--- Supplied records ---

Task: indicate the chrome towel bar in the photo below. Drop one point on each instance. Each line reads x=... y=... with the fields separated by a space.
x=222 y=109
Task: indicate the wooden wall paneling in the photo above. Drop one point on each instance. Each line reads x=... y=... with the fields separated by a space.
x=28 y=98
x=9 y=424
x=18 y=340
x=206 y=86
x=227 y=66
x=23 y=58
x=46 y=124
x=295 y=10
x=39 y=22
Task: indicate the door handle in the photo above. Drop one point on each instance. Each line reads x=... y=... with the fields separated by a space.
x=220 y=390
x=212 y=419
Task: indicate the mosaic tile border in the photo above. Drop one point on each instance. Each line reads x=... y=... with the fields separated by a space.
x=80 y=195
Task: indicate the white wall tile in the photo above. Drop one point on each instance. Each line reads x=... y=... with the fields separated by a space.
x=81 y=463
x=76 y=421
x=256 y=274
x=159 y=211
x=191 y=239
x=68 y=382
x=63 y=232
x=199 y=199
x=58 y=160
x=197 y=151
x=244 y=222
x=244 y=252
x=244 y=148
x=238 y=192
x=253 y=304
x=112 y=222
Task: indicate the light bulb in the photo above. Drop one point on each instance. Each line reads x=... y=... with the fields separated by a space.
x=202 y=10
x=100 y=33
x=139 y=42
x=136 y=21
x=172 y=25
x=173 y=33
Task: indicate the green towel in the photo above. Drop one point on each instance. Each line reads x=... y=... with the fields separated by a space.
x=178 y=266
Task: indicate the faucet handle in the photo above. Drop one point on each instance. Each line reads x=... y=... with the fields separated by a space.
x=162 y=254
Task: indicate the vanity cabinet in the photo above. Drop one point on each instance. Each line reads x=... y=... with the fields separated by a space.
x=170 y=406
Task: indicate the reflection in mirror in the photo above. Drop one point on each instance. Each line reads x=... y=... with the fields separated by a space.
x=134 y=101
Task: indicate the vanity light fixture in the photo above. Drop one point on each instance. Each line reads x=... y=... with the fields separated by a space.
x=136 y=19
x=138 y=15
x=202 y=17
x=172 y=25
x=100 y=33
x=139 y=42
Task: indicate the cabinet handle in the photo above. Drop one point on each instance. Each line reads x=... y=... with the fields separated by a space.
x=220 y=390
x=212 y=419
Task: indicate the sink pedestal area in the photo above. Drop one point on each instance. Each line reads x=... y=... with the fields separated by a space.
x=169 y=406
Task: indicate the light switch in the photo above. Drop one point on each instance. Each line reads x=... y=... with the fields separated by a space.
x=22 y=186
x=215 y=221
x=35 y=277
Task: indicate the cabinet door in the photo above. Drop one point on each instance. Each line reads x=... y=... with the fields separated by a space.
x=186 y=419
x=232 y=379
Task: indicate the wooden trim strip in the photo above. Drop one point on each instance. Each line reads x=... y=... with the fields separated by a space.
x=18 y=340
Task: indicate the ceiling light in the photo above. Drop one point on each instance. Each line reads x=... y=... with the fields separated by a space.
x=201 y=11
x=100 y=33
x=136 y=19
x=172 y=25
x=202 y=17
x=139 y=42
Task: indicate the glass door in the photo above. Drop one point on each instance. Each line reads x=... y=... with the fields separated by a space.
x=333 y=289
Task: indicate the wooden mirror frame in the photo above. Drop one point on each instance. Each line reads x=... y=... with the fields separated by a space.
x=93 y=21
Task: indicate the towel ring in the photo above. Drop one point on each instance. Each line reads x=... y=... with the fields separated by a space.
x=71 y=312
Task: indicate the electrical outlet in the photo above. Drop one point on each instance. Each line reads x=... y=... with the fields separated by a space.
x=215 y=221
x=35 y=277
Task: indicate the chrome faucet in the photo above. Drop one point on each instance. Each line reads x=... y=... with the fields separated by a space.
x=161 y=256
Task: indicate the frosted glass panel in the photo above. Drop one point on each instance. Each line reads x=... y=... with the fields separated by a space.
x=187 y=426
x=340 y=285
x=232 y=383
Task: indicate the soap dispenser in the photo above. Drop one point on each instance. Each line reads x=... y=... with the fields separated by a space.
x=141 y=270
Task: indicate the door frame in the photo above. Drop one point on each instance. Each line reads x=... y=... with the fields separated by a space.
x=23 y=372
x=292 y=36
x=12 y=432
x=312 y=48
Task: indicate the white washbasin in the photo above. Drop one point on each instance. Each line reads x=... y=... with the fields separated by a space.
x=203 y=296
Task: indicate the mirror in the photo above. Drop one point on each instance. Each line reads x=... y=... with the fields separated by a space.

---

Task prompt:
Return all of the entries above word for word, changing nothing.

Exercise result:
Task: indicate the chrome towel bar in the photo below. Drop one point on each instance. Each line reads x=... y=... with the fields separated by a space.
x=222 y=109
Task: indicate the wooden wall paneling in the photo above. Drop one point on each instance. Each line reads x=... y=... with the fields separated by a space.
x=28 y=98
x=9 y=424
x=18 y=340
x=206 y=86
x=227 y=66
x=23 y=58
x=46 y=124
x=295 y=10
x=39 y=22
Task: indicate the door handle in the photo above. Drop one point on each instance. Each line reads x=... y=... with the fields separated by a space.
x=220 y=390
x=212 y=419
Task: indicate the mosaic tile border in the photo above. Drop one point on each instance. Each line reads x=... y=... with the fields separated by a space.
x=80 y=195
Task: indicate the white wall tile in the photo above. Drop one point on each instance. Each line reads x=... y=... with the fields separated by a space.
x=81 y=463
x=76 y=421
x=256 y=274
x=159 y=211
x=191 y=239
x=68 y=382
x=63 y=232
x=199 y=199
x=58 y=160
x=197 y=151
x=244 y=222
x=244 y=252
x=244 y=148
x=238 y=192
x=253 y=304
x=112 y=222
Task: indicate the light bulb in the photo above. Drop one point on each instance. Each line reads x=... y=... with the fields separated by a space.
x=202 y=10
x=100 y=33
x=139 y=42
x=136 y=21
x=172 y=25
x=173 y=33
Task: indicate the green towel in the photo above. Drop one point on each instance. Each line reads x=... y=... with the fields separated by a space.
x=178 y=266
Task: indicate the faucet handle in the photo above. Drop one point on each instance. Each line reads x=... y=... with the fields separated by a space.
x=162 y=254
Task: indicate the vanity cabinet in the photo above. Drop one point on each instance. Each line reads x=... y=... with the fields separated by a space.
x=170 y=406
Task: indicate the reflection in mirror in the photo above. Drop one point on each instance. Each line reads x=... y=... with the fields separated by a space.
x=134 y=101
Task: indicate the vanity light fixture in the photo above. Drop one point on each instance. Each line reads x=... y=... with the fields separated by a space.
x=136 y=19
x=138 y=15
x=202 y=17
x=172 y=25
x=100 y=33
x=139 y=42
Task: indicate the cabinet handle in the photo above. Drop one point on each instance. Each line reads x=... y=... with the fields separated by a space.
x=220 y=390
x=212 y=419
Task: indicate the sink pedestal area in the photo above. Drop one point on each instance. Each line reads x=... y=... with the fields separated by a space.
x=169 y=406
Task: indicate the light switch in the photo above. Drop one point on each instance. Each line reads x=... y=... with the fields separated by a space.
x=22 y=186
x=215 y=221
x=35 y=277
Task: indicate the cabinet door in the photo above. Drop one point on each instance. Each line reads x=... y=... with the fields separated by a space.
x=186 y=419
x=232 y=379
Task: indicate the wooden trim strip in the photo above. Drop one point on each instance. Each line reads x=... y=... with the fields separated by a space.
x=18 y=340
Task: indicate the ceiling light in the photo above. Drop one point on each instance. Each line reads x=... y=... with the fields separated by a space.
x=201 y=11
x=100 y=33
x=136 y=19
x=172 y=25
x=202 y=17
x=139 y=42
Task: indicate the glass door in the photo above. Drop one point on each instance. Each line reads x=... y=... with the fields separated by a space.
x=333 y=289
Task: indicate the wooden mirror frame in the photo above. Drop one point on each instance. Each line reads x=... y=... with the fields separated by a space.
x=93 y=21
Task: indicate the towel ring in the photo above. Drop one point on each instance. Each line reads x=... y=... with the fields separated by a space.
x=71 y=312
Task: indicate the electrical outlet in the photo above. Drop one point on each instance. Each line reads x=... y=... with the fields separated by a space.
x=215 y=221
x=35 y=277
Task: indicate the chrome faucet in the photo above. Drop one point on each instance. Each line reads x=... y=... with the fields separated by a space.
x=161 y=256
Task: indicate the frosted glass panel in the photo above. Drop one point on each instance. Each line reads x=... y=... with the fields separated by a space.
x=187 y=426
x=340 y=285
x=232 y=383
Task: indicate the soap dispenser in the photo above. Drop one point on each instance. Each line reads x=... y=... with the fields separated by a space.
x=141 y=270
Task: indicate the door frame in the photo above. Drop one point on each instance. Each line reads x=... y=... with the fields separated by a space.
x=23 y=372
x=292 y=36
x=12 y=432
x=312 y=48
Task: indicate the white washbasin in the photo above. Drop one point on each instance. Each line reads x=... y=... with the fields separated by a space.
x=203 y=296
Task: indicate the mirror in the photo above. Drop one point on each instance. Each line reads x=... y=... with the fields separated by a space.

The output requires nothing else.